- MATERIAL SUPPLIED -
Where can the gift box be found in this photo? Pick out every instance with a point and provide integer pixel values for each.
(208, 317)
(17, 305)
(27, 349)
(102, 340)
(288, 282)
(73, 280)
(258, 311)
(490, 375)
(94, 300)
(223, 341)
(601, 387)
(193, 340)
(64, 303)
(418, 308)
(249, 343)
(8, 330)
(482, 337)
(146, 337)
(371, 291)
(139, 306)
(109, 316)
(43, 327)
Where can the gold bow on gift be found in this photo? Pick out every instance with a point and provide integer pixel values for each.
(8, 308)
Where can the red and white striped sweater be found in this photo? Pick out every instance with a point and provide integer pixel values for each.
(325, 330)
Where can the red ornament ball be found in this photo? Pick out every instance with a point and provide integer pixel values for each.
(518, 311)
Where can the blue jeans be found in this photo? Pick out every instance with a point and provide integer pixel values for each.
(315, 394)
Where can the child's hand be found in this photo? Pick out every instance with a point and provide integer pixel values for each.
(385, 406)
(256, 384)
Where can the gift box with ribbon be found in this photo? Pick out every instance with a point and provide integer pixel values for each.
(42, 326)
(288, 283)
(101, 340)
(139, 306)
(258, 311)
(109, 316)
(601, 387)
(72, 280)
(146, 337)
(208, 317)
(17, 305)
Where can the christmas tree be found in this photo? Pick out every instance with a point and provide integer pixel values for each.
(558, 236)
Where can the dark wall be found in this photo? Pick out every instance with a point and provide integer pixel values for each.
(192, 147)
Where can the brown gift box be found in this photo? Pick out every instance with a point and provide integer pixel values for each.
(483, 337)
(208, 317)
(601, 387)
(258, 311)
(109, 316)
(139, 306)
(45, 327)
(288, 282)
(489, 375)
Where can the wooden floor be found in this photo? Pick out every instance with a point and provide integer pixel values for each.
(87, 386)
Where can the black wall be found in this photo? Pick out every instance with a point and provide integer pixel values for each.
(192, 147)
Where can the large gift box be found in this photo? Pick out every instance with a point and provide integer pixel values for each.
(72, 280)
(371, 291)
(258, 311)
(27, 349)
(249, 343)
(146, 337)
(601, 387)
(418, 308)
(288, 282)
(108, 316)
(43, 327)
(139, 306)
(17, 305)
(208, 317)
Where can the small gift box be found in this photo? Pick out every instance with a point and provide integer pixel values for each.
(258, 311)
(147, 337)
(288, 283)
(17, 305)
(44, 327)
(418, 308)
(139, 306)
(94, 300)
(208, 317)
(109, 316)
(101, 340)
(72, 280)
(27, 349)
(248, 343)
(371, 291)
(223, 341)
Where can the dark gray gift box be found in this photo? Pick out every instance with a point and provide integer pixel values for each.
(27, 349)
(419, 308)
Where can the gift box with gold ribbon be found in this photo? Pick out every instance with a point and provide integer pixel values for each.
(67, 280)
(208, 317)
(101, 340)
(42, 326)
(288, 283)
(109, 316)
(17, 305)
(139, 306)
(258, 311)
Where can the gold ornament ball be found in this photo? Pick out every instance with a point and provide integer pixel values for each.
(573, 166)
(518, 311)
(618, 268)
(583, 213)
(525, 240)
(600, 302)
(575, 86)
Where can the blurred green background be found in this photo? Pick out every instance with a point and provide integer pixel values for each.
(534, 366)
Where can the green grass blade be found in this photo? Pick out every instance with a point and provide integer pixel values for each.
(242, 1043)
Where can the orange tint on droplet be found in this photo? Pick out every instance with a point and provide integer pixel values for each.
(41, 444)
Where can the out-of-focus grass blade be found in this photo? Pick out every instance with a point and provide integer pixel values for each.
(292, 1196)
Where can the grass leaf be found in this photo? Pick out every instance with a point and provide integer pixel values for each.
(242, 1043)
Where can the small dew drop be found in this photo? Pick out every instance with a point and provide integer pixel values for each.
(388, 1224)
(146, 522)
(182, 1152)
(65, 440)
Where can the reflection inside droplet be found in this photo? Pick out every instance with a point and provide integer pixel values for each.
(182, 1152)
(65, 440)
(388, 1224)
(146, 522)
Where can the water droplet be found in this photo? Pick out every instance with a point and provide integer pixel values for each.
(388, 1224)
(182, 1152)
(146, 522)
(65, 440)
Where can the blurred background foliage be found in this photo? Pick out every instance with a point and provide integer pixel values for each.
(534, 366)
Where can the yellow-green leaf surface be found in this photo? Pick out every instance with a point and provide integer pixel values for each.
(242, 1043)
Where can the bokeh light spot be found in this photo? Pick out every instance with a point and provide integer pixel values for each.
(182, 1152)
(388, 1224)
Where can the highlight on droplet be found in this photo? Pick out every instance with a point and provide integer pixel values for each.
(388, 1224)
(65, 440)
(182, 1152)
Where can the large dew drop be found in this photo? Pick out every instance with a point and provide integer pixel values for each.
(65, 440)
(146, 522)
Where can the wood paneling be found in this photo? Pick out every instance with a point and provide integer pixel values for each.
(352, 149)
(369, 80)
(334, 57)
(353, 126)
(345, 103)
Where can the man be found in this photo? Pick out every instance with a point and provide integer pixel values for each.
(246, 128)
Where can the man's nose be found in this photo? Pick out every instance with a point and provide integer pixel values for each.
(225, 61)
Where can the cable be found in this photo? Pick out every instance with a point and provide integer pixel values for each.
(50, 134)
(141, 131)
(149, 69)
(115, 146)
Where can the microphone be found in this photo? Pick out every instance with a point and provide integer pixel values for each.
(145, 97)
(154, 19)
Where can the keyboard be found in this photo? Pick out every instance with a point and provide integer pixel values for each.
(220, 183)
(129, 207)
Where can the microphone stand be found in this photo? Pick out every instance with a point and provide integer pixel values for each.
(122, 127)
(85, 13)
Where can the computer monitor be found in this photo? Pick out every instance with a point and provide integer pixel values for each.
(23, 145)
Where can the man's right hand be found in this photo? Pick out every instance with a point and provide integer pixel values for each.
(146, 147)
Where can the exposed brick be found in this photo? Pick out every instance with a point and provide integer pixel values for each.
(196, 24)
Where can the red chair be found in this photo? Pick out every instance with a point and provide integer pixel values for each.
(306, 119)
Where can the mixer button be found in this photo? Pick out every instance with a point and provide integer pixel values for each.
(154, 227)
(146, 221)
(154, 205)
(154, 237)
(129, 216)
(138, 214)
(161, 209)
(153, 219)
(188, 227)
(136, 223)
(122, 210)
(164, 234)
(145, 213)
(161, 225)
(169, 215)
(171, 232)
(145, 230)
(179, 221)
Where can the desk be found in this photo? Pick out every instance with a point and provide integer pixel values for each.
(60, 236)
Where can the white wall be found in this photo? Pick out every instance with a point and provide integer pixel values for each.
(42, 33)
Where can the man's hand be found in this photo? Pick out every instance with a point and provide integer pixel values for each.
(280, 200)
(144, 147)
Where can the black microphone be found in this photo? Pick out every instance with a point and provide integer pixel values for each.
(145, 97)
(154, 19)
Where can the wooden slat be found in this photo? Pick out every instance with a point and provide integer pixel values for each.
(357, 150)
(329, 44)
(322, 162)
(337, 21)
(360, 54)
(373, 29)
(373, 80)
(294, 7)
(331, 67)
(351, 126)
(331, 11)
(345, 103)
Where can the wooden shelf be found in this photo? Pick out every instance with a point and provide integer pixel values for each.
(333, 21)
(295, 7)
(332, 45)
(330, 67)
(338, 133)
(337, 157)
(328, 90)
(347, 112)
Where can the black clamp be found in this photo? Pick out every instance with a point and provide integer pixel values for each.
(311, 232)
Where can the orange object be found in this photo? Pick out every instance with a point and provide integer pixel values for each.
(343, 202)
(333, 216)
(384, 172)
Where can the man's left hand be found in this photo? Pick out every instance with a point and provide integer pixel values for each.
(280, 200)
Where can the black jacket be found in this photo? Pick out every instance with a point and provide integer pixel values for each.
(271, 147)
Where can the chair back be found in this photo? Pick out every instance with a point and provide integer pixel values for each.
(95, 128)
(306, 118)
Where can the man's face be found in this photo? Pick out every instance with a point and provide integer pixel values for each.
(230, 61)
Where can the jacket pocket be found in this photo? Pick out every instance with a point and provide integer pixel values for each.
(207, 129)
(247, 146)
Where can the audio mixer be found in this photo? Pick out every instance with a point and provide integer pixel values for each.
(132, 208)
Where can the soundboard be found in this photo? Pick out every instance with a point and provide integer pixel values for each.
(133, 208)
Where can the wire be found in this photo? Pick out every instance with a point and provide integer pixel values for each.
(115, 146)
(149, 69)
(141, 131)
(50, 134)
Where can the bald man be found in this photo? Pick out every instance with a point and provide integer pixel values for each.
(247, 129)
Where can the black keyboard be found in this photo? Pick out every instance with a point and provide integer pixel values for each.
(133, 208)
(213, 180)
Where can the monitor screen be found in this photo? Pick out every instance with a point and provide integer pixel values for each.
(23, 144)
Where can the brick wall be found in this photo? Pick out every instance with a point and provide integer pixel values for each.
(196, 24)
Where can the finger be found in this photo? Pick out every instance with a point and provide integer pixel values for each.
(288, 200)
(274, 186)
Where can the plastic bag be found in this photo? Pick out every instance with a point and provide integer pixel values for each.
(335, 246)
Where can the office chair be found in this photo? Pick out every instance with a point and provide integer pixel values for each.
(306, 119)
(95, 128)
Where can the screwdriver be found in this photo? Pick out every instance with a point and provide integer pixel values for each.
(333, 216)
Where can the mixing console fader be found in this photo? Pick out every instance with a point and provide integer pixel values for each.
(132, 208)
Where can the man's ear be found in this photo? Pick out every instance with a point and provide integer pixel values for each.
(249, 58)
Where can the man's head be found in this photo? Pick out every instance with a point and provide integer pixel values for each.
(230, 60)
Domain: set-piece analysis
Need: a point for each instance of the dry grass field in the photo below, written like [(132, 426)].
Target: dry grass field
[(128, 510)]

- ACTIVITY -
Beginning with the line that has "Where can the man's ear", set down every line of the entries above through the final one, unchanged.

- FINISHED EXERCISE -
Where can the man's ear be found in this photo? Pick out every instance with a point and provide integer pixel values for each.
(249, 58)
Where can the man's head be found in this photo? Pick out every instance with a point and provide integer pixel values for each.
(230, 60)
Domain: set-piece analysis
Need: a point for each instance of the dry grass field in the photo below, written like [(132, 426)].
Target: dry grass field
[(128, 510)]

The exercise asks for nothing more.